- _Document excerpt_:
★ ★ ★

Definition of abbreviations: ECMO = extracorporeal membrane oxygenation; FiO = fraction of inspired oxygen; ICU = intensive care unit; PaO = arterial oxygen tension/pressure; PEEP = positive end-expiratory pressure; SD = standard deviation.

Median time from endotracheal intubation to prone positioning: 6 hours (interquartile range, 2.83–12.02 h).

The traditional proning group had six pressure ulcers whereas the prolonged proning group had four pressure ulcers at 30 days. Patients in the traditional proning group had 5.81 ICU-free, 4.15 ventilator-free, and 2.58 hospital-free days; patients in the prolonged proning group had 6.27 ventilator-free, 4.35 ICU-free, and 2.25 hospital-free days. Mortality was 57.4% in patients who received traditional proning and 53.8% in the prolonged prone positioning group.

Discussion

In this single-center randomized controlled study, prolonged prone positioning was feasible. Importantly, allocation to prolonged prone positioning was associated with fewer position changes, which may reduce staff workload, decrease the risk of infectious disease transmission to medical personnel, and decrease the need for personal protective equipment. Furthermore, prolonged prone positioning did not appear to increase the risk of adverse events including tube dislodgement or pressure ulcers, although these events were rare, and our study was underpowered to detect these differences. Although underpowered to detect all but extreme differences, our study did not demonstrate massive differences in gas exchange, respiratory mechanics, or patient outcomes between groups.

★ ★ ★

- _Excerpted records_:
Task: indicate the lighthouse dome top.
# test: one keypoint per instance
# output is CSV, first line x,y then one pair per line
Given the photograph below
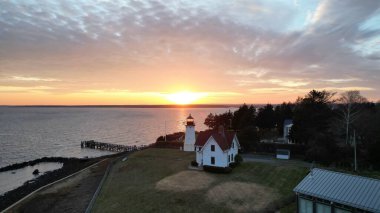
x,y
190,117
190,121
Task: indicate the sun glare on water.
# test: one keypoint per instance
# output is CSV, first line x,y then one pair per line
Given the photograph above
x,y
183,98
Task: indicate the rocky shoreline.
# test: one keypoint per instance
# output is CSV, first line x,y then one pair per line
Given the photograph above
x,y
70,166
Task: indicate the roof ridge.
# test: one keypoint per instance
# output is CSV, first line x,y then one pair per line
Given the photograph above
x,y
347,174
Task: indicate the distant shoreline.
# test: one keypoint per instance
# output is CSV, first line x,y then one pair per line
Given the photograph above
x,y
137,106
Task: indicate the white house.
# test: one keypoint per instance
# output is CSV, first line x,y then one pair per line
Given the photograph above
x,y
216,148
188,145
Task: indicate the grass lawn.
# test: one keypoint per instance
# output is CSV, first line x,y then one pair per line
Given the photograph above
x,y
158,180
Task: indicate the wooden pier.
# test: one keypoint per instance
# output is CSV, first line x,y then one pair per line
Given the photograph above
x,y
111,147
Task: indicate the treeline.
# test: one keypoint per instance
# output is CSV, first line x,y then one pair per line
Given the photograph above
x,y
325,123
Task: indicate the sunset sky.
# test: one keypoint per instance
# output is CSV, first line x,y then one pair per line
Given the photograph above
x,y
214,52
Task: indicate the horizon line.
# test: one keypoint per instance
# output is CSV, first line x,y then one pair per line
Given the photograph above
x,y
138,105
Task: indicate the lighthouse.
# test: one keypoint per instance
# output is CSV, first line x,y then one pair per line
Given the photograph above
x,y
189,135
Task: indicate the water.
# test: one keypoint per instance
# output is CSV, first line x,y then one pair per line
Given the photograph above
x,y
27,133
10,180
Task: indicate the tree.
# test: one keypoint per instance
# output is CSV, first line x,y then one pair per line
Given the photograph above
x,y
244,117
248,137
214,121
350,109
312,116
266,118
283,112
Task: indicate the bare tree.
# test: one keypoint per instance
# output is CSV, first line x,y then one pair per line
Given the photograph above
x,y
350,107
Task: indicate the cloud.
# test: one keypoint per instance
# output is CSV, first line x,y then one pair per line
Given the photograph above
x,y
19,89
210,45
22,78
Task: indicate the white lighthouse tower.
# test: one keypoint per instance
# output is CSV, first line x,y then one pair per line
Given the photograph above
x,y
189,135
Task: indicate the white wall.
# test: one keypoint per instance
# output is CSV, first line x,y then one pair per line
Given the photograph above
x,y
221,158
234,149
189,139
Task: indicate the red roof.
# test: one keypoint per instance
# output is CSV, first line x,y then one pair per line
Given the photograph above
x,y
224,141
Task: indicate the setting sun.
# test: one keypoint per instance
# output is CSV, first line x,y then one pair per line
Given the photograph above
x,y
184,97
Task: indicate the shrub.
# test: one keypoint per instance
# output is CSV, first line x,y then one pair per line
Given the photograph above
x,y
214,169
194,163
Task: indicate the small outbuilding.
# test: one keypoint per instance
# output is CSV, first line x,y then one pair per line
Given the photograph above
x,y
216,148
283,154
323,191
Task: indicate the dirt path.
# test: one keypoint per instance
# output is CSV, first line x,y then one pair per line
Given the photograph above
x,y
71,195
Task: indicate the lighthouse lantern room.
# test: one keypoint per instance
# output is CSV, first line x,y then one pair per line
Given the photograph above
x,y
189,135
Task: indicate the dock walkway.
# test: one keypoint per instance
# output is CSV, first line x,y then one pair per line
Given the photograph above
x,y
111,147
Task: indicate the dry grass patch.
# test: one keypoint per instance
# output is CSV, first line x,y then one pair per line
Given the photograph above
x,y
243,197
185,181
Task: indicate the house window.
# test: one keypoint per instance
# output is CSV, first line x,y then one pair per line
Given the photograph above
x,y
337,210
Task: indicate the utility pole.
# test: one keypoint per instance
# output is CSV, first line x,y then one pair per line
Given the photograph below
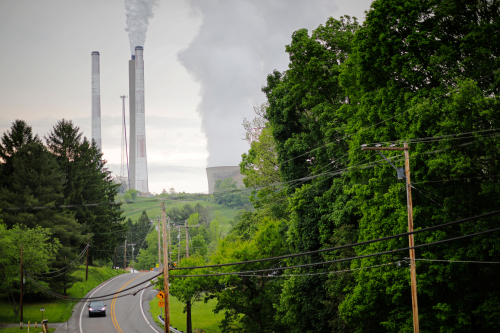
x,y
165,271
88,248
125,256
179,250
187,236
409,205
22,290
133,269
169,241
159,247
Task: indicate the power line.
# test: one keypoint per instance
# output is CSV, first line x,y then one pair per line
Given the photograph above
x,y
338,260
348,245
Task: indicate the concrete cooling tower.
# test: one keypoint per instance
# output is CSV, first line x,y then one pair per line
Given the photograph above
x,y
216,173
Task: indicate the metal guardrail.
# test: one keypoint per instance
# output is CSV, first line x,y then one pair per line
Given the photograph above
x,y
174,330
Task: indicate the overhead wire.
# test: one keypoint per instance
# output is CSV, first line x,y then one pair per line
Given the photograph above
x,y
439,226
340,260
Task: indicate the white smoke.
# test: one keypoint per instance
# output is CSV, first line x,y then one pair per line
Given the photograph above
x,y
138,14
238,44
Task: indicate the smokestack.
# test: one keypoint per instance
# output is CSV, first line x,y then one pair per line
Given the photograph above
x,y
132,134
96,99
141,162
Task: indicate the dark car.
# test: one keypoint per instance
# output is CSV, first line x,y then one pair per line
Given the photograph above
x,y
97,307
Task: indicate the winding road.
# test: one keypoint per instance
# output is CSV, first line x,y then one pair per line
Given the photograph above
x,y
123,314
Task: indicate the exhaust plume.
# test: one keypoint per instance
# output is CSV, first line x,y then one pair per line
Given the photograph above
x,y
138,14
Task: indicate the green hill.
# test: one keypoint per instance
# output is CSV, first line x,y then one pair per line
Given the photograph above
x,y
152,206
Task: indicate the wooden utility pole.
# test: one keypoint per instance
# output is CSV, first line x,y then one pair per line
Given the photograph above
x,y
409,204
125,256
22,290
413,270
88,248
187,236
165,270
133,267
159,247
169,241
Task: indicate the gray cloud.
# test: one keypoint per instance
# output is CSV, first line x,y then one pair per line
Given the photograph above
x,y
238,44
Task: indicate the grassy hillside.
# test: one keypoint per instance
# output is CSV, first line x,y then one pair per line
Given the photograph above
x,y
56,310
152,207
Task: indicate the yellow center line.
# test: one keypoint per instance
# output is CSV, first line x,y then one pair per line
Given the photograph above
x,y
113,303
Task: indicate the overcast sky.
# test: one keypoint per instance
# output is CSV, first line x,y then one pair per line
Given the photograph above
x,y
205,64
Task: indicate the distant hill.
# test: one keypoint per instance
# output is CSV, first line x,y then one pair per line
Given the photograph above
x,y
152,206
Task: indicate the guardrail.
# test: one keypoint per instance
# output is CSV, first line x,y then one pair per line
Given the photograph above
x,y
175,330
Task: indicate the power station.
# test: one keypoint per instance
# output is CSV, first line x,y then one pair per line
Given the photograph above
x,y
137,152
96,100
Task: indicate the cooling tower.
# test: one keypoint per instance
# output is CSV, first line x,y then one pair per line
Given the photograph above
x,y
96,99
138,152
216,173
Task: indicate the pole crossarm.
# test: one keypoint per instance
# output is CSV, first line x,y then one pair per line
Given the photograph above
x,y
385,148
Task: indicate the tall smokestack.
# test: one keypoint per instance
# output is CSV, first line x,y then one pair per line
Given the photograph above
x,y
141,161
132,134
96,99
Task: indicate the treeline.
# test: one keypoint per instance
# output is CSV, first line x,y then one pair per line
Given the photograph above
x,y
57,186
411,70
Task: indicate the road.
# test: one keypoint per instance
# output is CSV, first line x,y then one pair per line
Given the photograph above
x,y
123,314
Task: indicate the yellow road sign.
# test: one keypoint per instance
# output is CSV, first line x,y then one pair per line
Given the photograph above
x,y
161,295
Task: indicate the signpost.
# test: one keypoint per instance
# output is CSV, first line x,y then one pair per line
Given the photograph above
x,y
161,295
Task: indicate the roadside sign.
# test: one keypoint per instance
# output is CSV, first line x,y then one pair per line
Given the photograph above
x,y
160,295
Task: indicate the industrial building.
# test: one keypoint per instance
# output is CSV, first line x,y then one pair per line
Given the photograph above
x,y
137,147
96,100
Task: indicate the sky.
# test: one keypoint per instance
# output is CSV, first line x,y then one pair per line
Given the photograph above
x,y
205,64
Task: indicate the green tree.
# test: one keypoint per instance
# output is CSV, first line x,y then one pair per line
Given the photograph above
x,y
249,302
308,129
89,187
39,252
37,182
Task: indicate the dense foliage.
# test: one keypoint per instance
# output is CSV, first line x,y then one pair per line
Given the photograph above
x,y
63,190
425,73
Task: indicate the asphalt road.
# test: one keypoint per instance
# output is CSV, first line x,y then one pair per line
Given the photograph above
x,y
123,314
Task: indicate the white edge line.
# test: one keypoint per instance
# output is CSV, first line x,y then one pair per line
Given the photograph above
x,y
83,304
142,311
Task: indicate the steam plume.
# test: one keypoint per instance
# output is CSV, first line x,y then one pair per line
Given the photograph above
x,y
138,14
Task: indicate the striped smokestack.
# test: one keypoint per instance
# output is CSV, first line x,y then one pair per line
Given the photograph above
x,y
132,134
141,162
96,99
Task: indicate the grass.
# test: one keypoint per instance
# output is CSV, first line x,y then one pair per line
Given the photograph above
x,y
152,208
25,329
56,310
202,315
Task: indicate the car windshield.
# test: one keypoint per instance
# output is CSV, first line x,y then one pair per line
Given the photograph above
x,y
97,304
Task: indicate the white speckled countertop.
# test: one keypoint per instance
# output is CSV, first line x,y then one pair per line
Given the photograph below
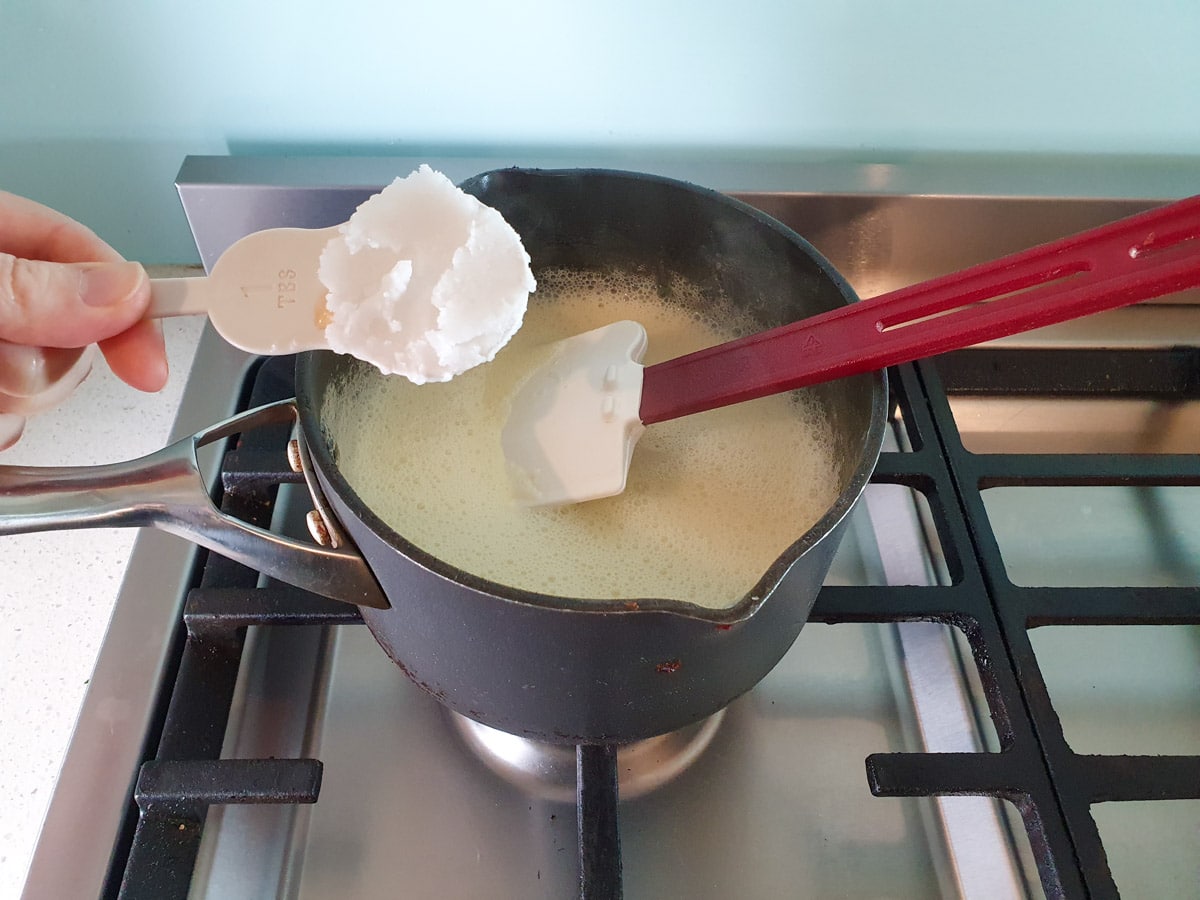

★ ★ ★

- _Work task_: Write out the passage of the prone positioning excerpt starting with "Definition of abbreviations: ECMO = extracorporeal" and going on through "range, 2.83–12.02 h).".

- _Response_:
Definition of abbreviations: ECMO = extracorporeal membrane oxygenation; FiO = fraction of inspired oxygen; ICU = intensive care unit; PaO = arterial oxygen tension/pressure; PEEP = positive end-expiratory pressure; SD = standard deviation.

Median time from endotracheal intubation to prone positioning: 6 hours (interquartile range, 2.83–12.02 h).